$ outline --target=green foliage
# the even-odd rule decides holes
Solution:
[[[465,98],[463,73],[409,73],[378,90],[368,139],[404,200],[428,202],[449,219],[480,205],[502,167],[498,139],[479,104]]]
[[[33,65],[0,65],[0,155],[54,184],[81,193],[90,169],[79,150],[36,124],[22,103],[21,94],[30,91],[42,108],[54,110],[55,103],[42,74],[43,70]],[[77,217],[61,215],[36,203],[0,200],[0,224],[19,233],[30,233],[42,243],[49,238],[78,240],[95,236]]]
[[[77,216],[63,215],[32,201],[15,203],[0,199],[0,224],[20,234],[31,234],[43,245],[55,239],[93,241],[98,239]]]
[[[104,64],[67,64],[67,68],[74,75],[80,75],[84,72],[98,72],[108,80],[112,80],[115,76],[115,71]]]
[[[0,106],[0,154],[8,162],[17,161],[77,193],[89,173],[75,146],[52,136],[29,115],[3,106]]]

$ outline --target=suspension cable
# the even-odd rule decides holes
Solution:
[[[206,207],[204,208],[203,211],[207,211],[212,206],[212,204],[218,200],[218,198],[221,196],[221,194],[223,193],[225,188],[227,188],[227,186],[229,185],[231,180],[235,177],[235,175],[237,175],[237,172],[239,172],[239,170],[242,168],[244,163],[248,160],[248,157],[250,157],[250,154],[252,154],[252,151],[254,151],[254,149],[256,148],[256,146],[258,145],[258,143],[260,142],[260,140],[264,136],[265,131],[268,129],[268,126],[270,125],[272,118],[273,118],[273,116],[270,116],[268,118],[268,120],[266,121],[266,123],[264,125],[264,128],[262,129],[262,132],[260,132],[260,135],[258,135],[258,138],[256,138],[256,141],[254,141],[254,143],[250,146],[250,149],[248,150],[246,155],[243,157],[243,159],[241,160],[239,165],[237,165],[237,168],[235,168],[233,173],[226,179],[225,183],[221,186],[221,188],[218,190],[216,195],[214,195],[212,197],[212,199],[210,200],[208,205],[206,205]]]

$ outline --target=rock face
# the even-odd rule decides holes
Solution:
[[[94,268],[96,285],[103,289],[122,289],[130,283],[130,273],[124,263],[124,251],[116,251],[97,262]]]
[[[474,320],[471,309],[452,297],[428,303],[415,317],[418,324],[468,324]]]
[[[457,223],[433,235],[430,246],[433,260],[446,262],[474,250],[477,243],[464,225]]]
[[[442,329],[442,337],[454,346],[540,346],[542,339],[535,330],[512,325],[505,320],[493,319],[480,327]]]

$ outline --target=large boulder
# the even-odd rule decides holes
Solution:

§ **EXERCISE DIRECTIONS**
Rewrite all of the records above, changing every "even-odd rule" to "nonzero winding rule" and leaving everything else as it is.

§ **FINAL ANSWER**
$ outline --target=green foliage
# the nonzero winding rule decides holes
Solution:
[[[465,98],[463,73],[409,73],[378,90],[368,139],[404,200],[428,202],[449,219],[480,205],[502,167],[498,139],[479,104]]]
[[[33,65],[0,65],[0,155],[54,184],[81,193],[90,169],[79,150],[36,124],[22,103],[21,94],[30,91],[42,108],[54,110],[55,103],[42,74],[43,70]],[[77,217],[61,215],[36,203],[0,200],[0,224],[19,233],[30,233],[42,243],[49,238],[78,240],[95,236]]]
[[[77,216],[63,215],[32,201],[15,203],[0,199],[0,224],[20,234],[31,234],[43,245],[55,239],[93,241],[98,239]]]
[[[104,64],[67,64],[67,68],[74,75],[80,75],[84,72],[98,72],[108,80],[112,80],[115,76],[115,71]]]
[[[0,106],[0,154],[8,162],[17,161],[77,193],[89,173],[75,146],[52,136],[29,115],[3,106]]]

$ outline --target=suspension cable
# the nonzero winding rule decides holes
Solution:
[[[206,207],[204,208],[203,211],[207,211],[212,206],[212,204],[218,200],[218,198],[221,196],[221,194],[223,193],[225,188],[227,188],[227,186],[229,185],[231,180],[235,177],[235,175],[237,175],[237,172],[239,172],[239,170],[242,168],[244,163],[248,160],[248,157],[250,157],[250,154],[252,154],[252,151],[254,151],[254,149],[256,148],[256,146],[258,145],[258,143],[260,142],[260,140],[264,136],[265,131],[268,129],[268,126],[270,125],[272,118],[273,118],[273,116],[270,116],[268,118],[268,120],[266,121],[266,123],[264,125],[264,128],[262,129],[262,132],[260,132],[260,135],[258,135],[258,138],[256,138],[256,141],[254,141],[254,143],[250,146],[250,149],[248,150],[246,155],[243,157],[243,159],[241,160],[239,165],[237,165],[237,168],[235,168],[233,173],[226,179],[225,183],[221,186],[221,188],[218,190],[216,195],[214,195],[212,197],[212,199],[210,200],[208,205],[206,205]]]

$ outline --target=rock face
# the nonzero winding rule decides holes
Solution:
[[[94,268],[96,285],[103,289],[122,289],[130,283],[130,273],[124,263],[124,251],[116,251],[97,262]]]
[[[474,320],[471,309],[452,297],[428,303],[415,317],[418,324],[468,324]]]
[[[457,223],[433,235],[430,246],[433,260],[446,262],[474,250],[477,243],[464,225]]]
[[[442,329],[442,337],[454,346],[540,346],[542,339],[535,330],[512,325],[505,320],[493,319],[480,327]]]

$ outline --target=large boulder
# the nonzero winding rule decides holes
Solution:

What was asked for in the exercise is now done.